* _Fragmento del documento_
Poco después de la Segunda Guerra Mundial, en mayo de 1946, Iósif Stalin firmó el decreto #1017-419SS. Este documento secreto asignaba una altísima prioridad al «desarrollo de tecnología para cohetes y misiles». Se construyeron instalaciones especiales para estas investigaciones — como el instituto «NII-88» — y se reunió en ellas a los mejores ingenieros que la «madre patria» podía ofrecer… y a los que no.
El coronel e ingeniero Sergey Korolev — quien años más tarde se convertiría en la pieza más importante del tablero soviético durante la «carrera espacial» — fue enviado a una destrozada y rendida Alemania con una misión. Para su desgracia, los Estados Unidos — a través de la ‘Operación Paperclip’— tenían la mira sobre el mismo «premio» y le llevaban una ligera ventaja.
Ambos buscaban al Dr. Wernher von Braun: mayor de las SS nazi y la mente maestra detrás de sus misiles balísticos.

* _Datos proporcionados_
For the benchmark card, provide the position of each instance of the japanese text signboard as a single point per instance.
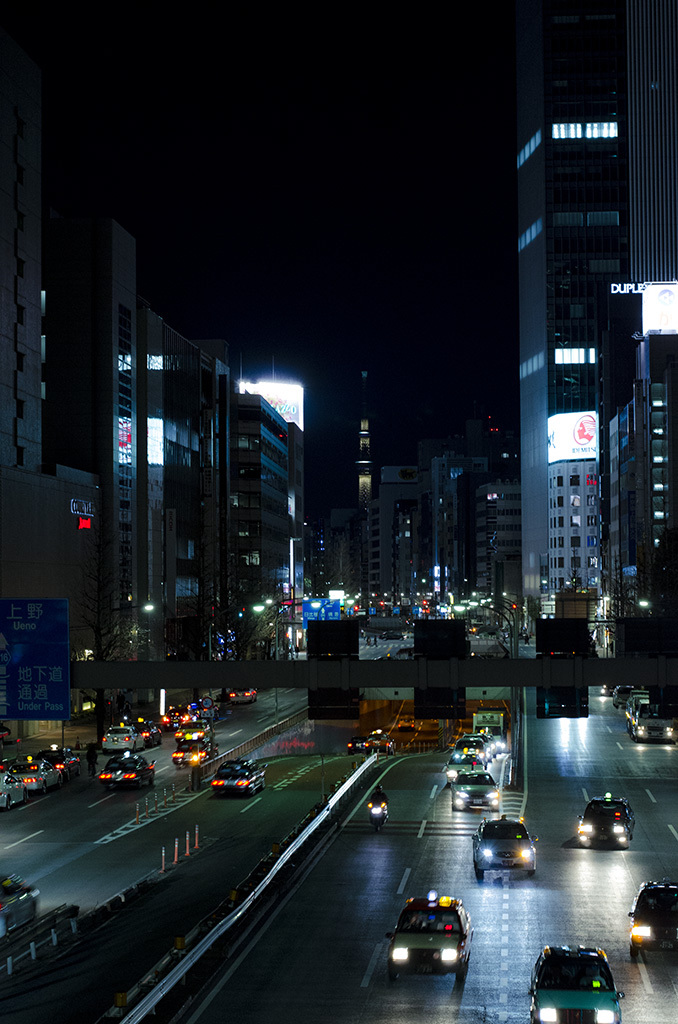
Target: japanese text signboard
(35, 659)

* * *

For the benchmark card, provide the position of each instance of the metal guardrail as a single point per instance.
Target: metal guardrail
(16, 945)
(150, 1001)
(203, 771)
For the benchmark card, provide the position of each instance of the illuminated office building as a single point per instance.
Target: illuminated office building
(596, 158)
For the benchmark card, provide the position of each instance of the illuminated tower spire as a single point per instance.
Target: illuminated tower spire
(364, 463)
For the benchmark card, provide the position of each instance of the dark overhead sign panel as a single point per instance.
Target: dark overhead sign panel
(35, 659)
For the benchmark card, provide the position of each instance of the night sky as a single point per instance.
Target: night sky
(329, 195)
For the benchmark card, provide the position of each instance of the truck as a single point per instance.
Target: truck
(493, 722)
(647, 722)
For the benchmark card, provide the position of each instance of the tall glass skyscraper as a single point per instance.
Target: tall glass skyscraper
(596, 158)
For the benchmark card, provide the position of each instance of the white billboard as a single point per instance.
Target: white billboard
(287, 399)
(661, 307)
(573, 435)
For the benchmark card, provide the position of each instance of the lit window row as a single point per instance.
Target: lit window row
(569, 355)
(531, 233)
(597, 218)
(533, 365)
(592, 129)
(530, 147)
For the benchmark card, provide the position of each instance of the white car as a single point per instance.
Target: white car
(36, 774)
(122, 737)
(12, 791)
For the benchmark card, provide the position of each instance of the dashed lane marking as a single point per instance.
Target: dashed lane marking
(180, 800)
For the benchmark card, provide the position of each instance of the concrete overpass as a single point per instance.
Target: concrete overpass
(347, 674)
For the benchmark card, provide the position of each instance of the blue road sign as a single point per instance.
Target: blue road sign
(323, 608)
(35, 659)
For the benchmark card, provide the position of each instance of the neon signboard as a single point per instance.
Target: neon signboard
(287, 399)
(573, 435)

---

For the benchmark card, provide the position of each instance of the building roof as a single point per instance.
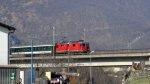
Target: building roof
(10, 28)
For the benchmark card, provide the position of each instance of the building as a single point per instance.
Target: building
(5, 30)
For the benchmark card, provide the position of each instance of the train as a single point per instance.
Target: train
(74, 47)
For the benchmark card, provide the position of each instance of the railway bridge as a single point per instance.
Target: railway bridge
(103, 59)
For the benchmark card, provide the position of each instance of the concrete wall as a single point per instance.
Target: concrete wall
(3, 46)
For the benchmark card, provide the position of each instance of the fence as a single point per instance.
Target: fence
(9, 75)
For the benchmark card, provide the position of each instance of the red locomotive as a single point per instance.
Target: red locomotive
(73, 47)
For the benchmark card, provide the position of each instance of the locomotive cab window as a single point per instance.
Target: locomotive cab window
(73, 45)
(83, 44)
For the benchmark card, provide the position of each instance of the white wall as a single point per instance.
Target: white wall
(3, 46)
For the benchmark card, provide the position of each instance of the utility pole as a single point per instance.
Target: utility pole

* _Lista de tareas_
- a) Según el fragmento sobre el programa soviético de cohetes, ¿en qué mes y año firmó Stalin el decreto #1017-419SS?
- b) Reproduce sin cambios un pasaje del fragmento sobre el programa soviético de cohetes: comienza en las palabras "Poco después de" y detente después de "una ligera ventaja.".
El listado es un material aparte, sin relación con el fragmento sobre el programa soviético de cohetes.

* _En respuesta_
- a) En mayo de 1946.

- b)
Poco después de la Segunda Guerra Mundial, en mayo de 1946, Iósif Stalin firmó el decreto #1017-419SS. Este documento secreto asignaba una altísima prioridad al «desarrollo de tecnología para cohetes y misiles». Se construyeron instalaciones especiales para estas investigaciones — como el instituto «NII-88» — y se reunió en ellas a los mejores ingenieros que la «madre patria» podía ofrecer… y a los que no.
El coronel e ingeniero Sergey Korolev — quien años más tarde se convertiría en la pieza más importante del tablero soviético durante la «carrera espacial» — fue enviado a una destrozada y rendida Alemania con una misión. Para su desgracia, los Estados Unidos — a través de la ‘Operación Paperclip’— tenían la mira sobre el mismo «premio» y le llevaban una ligera ventaja.